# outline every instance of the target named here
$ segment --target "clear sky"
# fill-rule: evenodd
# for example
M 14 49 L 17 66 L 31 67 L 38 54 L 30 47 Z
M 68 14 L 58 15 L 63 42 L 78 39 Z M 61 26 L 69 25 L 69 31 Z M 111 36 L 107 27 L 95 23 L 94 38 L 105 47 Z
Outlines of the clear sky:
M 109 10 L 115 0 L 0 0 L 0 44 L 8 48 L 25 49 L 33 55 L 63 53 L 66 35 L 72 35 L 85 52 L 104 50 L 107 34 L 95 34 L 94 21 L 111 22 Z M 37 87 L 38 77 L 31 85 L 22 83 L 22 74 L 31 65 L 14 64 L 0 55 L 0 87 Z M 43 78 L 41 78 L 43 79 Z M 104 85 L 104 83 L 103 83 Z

******************************

- **What is expected**:
Reproduce the material above, switching every occurrence of "clear sky" to "open sky" and leaving everything else unchanged.

- **Correct answer**:
# outline every instance of the target named here
$ segment --target "open sky"
# fill-rule: evenodd
# for example
M 14 49 L 17 66 L 31 67 L 38 54 L 30 47 Z
M 68 14 L 58 15 L 63 42 L 78 39 Z M 61 26 L 69 25 L 69 31 Z M 111 36 L 107 27 L 95 23 L 94 38 L 105 47 Z
Outlines of the open sky:
M 109 10 L 115 0 L 0 0 L 0 44 L 8 48 L 25 49 L 33 55 L 63 53 L 66 35 L 72 35 L 85 52 L 104 50 L 107 34 L 95 34 L 94 21 L 111 22 Z M 37 87 L 38 77 L 31 85 L 22 83 L 22 74 L 31 65 L 14 64 L 0 55 L 0 87 Z M 43 78 L 41 78 L 43 79 Z M 104 85 L 104 83 L 103 83 Z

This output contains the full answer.